Le vice-président : Avez-vous une idée de la part de marché que cela représente?

M. Galimberti : Encore une fois, je préférerais vous répondre plus tard pour vous donner un chiffre exact.

La sénatrice Galvez : Je comprends que votre industrie a un rôle très important à jouer dans la réduction des émissions de gaz à effet de serre, puisqu'elle a un impact direct et indirect sur les émissions. Elle a un impact direct sur les émissions en raison de son empreinte de carbone, mais elle a aussi un impact indirect parce qu'elle utilise beaucoup d'énergie dans ses procédés et parce que ses produits sont utilisés ensuite dans le bâtiment.

Si nous voulons nous attaquer au problème environnemental dans votre industrie, il faut parler de la production et du commerce ensuite, comme mes collègues l'ont dit. J'ai deux questions à poser à ce sujet.

Ma première porte sur la production. Comme vous l'avez mentionné, le Canada a la chance de posséder d'importantes ressources naturelles qui fournissent les ingrédients nécessaires à la fabrication de votre produit. Vous avez présenté quelques initiatives pour que les émissions associées à la production diminuent de plus de 31 p. 100.

Pourquoi ne pas utiliser les micro-ondes pour la production d'électricité et de la dolomite plutôt que du calcaire? Je le mentionne parce que j'ai des collègues qui travaillent dans ce domaine au Canada. Je vais vous laisser répondre à cette question.

M. Galimberti : Je pense qu'elle porte sur le système canadien plus en général. Nous apporterons graduellement diverses améliorations à nos modes de production d'électricité pour utiliser le plus de sources renouvelables possible. Je sais que le comité a récemment publié un rapport qui porte en partie sur les tarifs d'électricité.

Qu'est-ce que cela favorise? Est-ce que cela favorise une fabrication écoénergétique? Est-ce que cela favorise des activités que nous jugeons responsables? Je suis d'avis, et les chiffres en témoignent, que la production d'acier au Canada pour les usages canadiens est très responsable. Toute nouvelle amélioration à la production d'électricité, à l'infrastructure et à la technologie propre applicable au transport aura une incidence sur le profil des émissions de gaz à effets de serre de l'acier.

La sénatrice Galvez : Sur le deuxième aspect, le commerce, vous avez mentionné plusieurs fois le rôle de la Chine. Nous parlons de l'accord du Partenariat transpacifique. Auriez-vous des commentaires particuliers à faire sur l'accord du Partenariat transpacifique concernant l'acier?

M. Galimberti : Au sujet de l'acier et du PTP, je rappelle, comme vous l'avez mentionné en préambule de votre question, que le Canada se trouve dans une position unique, compte tenu de son pouvoir de produire de l'acier de façon responsable grâce à son accès aux matières premières ainsi qu'à de l'électricité verte.

J'ai mentionné les émissions de 2,4 tonnes de GES par tonne d'acier de la Corée. Cela s'applique dans ce cas aussi. Si nous intensifions nos importations de l'Asie, le profil des émissions de GES augmentera pour l'acier, et je pense que le calcul est assez simple.

Consigne 1: D'après l'extrait sur l'acier et les émissions de gaz à effet de serre, quelle quantité de GES la Corée émet-elle par tonne d'acier, selon M. Galimberti ?
Consigne 2: Poursuivez l'extrait sur l'acier et les émissions de gaz à effet de serre à partir de sa dernière phrase.
La liste qui suit n'a aucun lien avec l'extrait.

Matériel fourni:
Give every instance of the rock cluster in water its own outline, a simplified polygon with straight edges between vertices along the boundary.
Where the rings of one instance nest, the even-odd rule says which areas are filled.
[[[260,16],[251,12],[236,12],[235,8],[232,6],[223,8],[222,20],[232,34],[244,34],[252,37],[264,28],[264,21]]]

Réponse attendue 1: 2,4 tonnes de GES par tonne d'acier.

Réponse attendue 2:
Nous nous inquiétons vivement de l'acier subventionné par quelques pays d'Asie puis faisant l'objet de dumping. Nous ne voudrions pas, avec le PTP, abandonner nos droits de recours commerciaux approuvés par l'OMC et compromettre le juste commerce de ces produits.

La sénatrice Seidman : Je vous remercie infiniment de votre présentation, monsieur Galimberti. L'ACPA fait partie de la Fédération mondiale de l'acier, la WSA.

M. Galimberti : Effectivement.

La sénatrice Seidman : Selon les rapports de la Fédération mondiale de l'acier, il y aura de grandes percées technologiques susceptibles de transformer la production d'acier après 2020.

À quoi est-ce qu'on s'attend? Pourquoi après 2020? Y a-t-il quelque chose qui s'en vient? Y a-t-il quelque chose qui se pointe à l'horizon? Comment l'ACPA participe-t-elle aux quelconques projets de R-D en cours avec les autres associations du monde?

M. Galimberti : Nous participons activement aux activités de la Fédération mondiale de l'acier et à son comité de l'environnement. Je rencontrerai les représentants de la fédération dans quelques semaines, à Paris, lors d'une rencontre des présidents de toutes les associations mondiales qui se tiendra juste avant une rencontre de l'OCDE. Nous maintenons activement le dialogue.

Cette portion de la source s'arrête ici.